### RECORDS SUPPLIED

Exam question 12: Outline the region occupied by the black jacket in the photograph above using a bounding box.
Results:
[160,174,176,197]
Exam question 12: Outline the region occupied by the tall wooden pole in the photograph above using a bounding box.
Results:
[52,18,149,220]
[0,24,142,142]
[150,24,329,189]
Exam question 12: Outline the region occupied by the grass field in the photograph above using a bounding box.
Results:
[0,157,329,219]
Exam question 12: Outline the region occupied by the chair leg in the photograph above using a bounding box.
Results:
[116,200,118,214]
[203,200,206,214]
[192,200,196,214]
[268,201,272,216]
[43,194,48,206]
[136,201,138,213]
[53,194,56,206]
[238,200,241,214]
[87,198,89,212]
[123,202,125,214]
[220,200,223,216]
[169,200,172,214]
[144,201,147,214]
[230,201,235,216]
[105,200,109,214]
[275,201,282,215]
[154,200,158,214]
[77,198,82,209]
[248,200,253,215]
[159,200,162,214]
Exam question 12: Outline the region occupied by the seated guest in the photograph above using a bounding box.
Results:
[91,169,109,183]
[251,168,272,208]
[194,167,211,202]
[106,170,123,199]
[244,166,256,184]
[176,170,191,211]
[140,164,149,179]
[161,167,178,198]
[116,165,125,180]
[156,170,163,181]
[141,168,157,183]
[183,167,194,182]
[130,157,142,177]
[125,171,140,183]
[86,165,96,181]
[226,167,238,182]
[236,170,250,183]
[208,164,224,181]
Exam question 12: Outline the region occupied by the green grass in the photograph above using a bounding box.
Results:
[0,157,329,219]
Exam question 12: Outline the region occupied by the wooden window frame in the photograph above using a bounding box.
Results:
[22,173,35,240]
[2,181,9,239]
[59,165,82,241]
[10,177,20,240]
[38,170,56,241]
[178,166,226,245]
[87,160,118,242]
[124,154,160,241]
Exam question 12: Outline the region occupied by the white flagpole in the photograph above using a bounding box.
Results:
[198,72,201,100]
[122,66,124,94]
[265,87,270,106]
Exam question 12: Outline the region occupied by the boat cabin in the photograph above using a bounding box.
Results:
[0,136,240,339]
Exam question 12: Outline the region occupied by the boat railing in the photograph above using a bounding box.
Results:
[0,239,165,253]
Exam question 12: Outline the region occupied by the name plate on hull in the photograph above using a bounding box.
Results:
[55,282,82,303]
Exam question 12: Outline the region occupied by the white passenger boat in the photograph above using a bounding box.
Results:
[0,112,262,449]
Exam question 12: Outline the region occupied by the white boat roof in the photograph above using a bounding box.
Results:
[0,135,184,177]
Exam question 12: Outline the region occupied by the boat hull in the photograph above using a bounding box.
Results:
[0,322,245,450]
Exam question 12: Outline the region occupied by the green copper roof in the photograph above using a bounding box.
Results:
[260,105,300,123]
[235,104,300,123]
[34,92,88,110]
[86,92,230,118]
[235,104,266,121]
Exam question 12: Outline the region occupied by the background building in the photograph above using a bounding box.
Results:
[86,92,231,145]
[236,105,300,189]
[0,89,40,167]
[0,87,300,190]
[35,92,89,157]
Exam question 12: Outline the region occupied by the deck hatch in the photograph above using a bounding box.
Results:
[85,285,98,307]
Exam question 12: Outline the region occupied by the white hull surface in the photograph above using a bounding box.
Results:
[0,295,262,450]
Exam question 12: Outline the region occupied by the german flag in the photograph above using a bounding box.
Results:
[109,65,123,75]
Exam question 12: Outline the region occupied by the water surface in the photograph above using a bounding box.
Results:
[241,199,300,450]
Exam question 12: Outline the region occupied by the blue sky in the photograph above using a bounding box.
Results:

### WHAT TO DO
Which of the lines above include the word "roof"? Copy each of them.

### ANSWER TO THIS TASK
Exam question 12: Outline the region occupied by the white boat roof in the photograph above using a bounding box.
Exam question 12: Outline the region occupied by the green copper roof in the photograph above using a bounding box.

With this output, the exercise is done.